ENTRIES SUPPLIED —
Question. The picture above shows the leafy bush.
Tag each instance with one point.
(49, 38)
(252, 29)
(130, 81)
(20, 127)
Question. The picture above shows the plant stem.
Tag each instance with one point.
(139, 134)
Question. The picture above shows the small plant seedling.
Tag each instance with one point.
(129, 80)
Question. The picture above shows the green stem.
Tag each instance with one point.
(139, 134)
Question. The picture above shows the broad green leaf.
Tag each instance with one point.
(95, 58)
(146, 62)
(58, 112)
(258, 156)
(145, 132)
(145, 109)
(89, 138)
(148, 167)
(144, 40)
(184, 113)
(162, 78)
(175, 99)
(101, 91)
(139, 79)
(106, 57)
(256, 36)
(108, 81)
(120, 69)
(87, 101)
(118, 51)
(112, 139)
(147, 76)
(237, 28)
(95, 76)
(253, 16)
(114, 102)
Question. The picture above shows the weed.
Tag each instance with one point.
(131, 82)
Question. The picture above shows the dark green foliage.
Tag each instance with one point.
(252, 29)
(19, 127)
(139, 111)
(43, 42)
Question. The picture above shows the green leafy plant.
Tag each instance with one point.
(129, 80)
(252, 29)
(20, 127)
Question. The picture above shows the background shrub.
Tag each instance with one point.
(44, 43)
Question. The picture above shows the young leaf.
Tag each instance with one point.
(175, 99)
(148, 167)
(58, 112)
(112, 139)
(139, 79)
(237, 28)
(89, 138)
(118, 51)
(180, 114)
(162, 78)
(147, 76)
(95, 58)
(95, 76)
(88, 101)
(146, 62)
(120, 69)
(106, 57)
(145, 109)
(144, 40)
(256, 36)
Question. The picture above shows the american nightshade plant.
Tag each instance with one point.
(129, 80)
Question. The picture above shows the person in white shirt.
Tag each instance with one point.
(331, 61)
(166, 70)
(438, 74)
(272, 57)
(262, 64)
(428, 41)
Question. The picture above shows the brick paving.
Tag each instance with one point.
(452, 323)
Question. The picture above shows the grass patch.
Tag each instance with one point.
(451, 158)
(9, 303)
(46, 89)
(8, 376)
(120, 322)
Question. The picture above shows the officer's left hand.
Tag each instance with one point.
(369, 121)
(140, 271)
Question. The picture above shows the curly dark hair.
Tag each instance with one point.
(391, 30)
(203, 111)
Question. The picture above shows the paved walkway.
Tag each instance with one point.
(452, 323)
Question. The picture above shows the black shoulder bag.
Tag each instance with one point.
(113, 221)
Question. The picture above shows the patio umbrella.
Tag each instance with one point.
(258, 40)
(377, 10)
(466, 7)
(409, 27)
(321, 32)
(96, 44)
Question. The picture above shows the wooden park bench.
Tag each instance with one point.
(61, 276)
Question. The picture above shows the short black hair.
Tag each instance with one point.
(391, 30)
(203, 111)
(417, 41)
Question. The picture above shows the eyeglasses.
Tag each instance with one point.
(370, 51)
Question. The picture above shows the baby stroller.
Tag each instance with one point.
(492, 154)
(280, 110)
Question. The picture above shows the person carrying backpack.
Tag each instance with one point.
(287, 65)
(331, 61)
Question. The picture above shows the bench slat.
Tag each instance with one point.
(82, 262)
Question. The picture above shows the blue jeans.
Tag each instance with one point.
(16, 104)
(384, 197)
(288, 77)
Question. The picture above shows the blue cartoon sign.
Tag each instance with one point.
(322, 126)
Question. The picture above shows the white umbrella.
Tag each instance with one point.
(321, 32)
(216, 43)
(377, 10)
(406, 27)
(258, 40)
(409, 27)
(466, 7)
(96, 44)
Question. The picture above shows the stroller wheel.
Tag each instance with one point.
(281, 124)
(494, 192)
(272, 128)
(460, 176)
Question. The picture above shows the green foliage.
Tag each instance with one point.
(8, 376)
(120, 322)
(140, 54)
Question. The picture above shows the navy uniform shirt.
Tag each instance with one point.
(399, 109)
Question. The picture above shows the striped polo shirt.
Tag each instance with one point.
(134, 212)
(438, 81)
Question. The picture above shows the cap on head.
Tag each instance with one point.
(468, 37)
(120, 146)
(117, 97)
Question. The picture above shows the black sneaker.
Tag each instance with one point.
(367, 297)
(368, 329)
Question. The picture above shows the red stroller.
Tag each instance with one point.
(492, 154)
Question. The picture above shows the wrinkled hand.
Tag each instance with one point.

PROBLEM REQUIREMENTS — Every entry must come back exactly as written above.

THE COMPLETED TASK —
Question. The picture above shows the leafy bush.
Tag each instance with one point.
(49, 38)
(252, 29)
(130, 81)
(20, 127)
Question. The picture above shows the plant stem.
Tag each instance with one point.
(139, 134)
Question. The picture above shows the small plant seedling.
Tag each instance with one point.
(129, 80)
Question. The picture above shows the green stem.
Tag each instance with one point.
(139, 134)
Question. The picture above shows the broad green leaf.
Tag each instance with one point.
(95, 58)
(146, 62)
(58, 112)
(258, 156)
(145, 132)
(145, 109)
(89, 138)
(148, 167)
(144, 40)
(184, 113)
(162, 78)
(175, 99)
(101, 91)
(139, 79)
(106, 57)
(256, 36)
(108, 81)
(120, 69)
(87, 101)
(118, 51)
(112, 139)
(147, 76)
(237, 28)
(95, 76)
(253, 16)
(114, 102)
Question. The picture above shows the weed.
Tag each instance with one point.
(131, 82)
Question. The picture above shows the dark green foliage.
Tag each instance with one point.
(252, 29)
(19, 127)
(139, 111)
(43, 42)
Question. The picture above shows the green leafy plant.
Tag each instance with one point.
(129, 80)
(252, 29)
(20, 127)
Question. The picture above shows the background shrub.
Tag each instance with one point.
(44, 43)
Question. The picture above shows the young leaf.
Tag each instance with one point.
(175, 99)
(148, 167)
(58, 112)
(112, 139)
(139, 79)
(237, 28)
(89, 138)
(118, 51)
(180, 114)
(162, 78)
(147, 76)
(95, 58)
(95, 76)
(88, 101)
(146, 62)
(120, 69)
(106, 57)
(145, 109)
(144, 40)
(256, 36)
Question. The picture above shows the american nightshade plant.
Tag each instance with one point.
(129, 80)
Question. The picture above shows the person in white shirt.
Tag each instance with one point.
(331, 61)
(166, 70)
(438, 74)
(272, 57)
(262, 64)
(428, 41)
Question. The picture above shows the brick paving.
Tag each instance with one point.
(452, 323)
Question. The picture above shows the grass patch.
Tag each instance with one point.
(451, 158)
(9, 303)
(46, 89)
(8, 376)
(120, 322)
Question. The picture above shows the officer's left hand.
Tag each instance with one point.
(369, 121)
(140, 271)
Question. The picture above shows the curly dark hair.
Tag each instance with one point.
(391, 30)
(203, 111)
Question. The picture above shows the paved walkway.
Tag each instance with one point.
(452, 323)
Question. The picture above shows the black shoulder bag.
Tag each instance with one point.
(113, 221)
Question. The picture above shows the patio umbrella.
Tag each instance with one point.
(258, 40)
(377, 10)
(466, 7)
(409, 27)
(321, 32)
(96, 44)
Question. The picture above shows the wooden park bench.
Tag each instance with one point.
(61, 276)
Question. The picture above shows the short black hair.
Tag each instance with one point.
(391, 30)
(203, 111)
(417, 41)
Question. The picture above shows the eyeglasses.
Tag each instance with one point.
(370, 51)
Question. The picture above shows the baby stroller.
Tag each instance with one point.
(492, 154)
(280, 110)
Question. The picture above shows the person carrying backpack.
Tag each instance with one point.
(287, 65)
(331, 61)
Question. The picture above shows the bench slat.
Tag each instance with one point.
(82, 262)
Question. The picture above shows the blue jeans.
Tag each instance with one point.
(16, 104)
(384, 197)
(288, 77)
Question. The picture above shows the blue cartoon sign.
Tag each instance with one point.
(322, 126)
Question. The picture above shows the white umbrella.
Tag each instance with one point.
(321, 32)
(216, 43)
(377, 10)
(406, 27)
(258, 40)
(409, 27)
(466, 7)
(96, 44)
Question. The picture above shows the stroller wheel.
Tag each instance with one point.
(281, 124)
(494, 192)
(272, 128)
(460, 176)
Question. The picture above shows the green foliage.
Tag each instance with one point.
(8, 376)
(120, 322)
(140, 54)
Question. The picture above shows the navy uniform shirt.
Tag each instance with one point.
(399, 109)
Question. The picture above shows the striped polo shirt.
Tag each instance with one point.
(134, 212)
(438, 81)
Question. The picture above shows the cap on head.
Tag each instance with one point.
(468, 37)
(120, 146)
(117, 97)
Question. The picture above shows the black sneaker.
Tag each instance with one point.
(367, 297)
(368, 329)
Question. The picture above shows the red stroller.
Tag each instance with one point.
(492, 154)
Question. The picture above shows the wrinkled hand.
Tag each instance with one point.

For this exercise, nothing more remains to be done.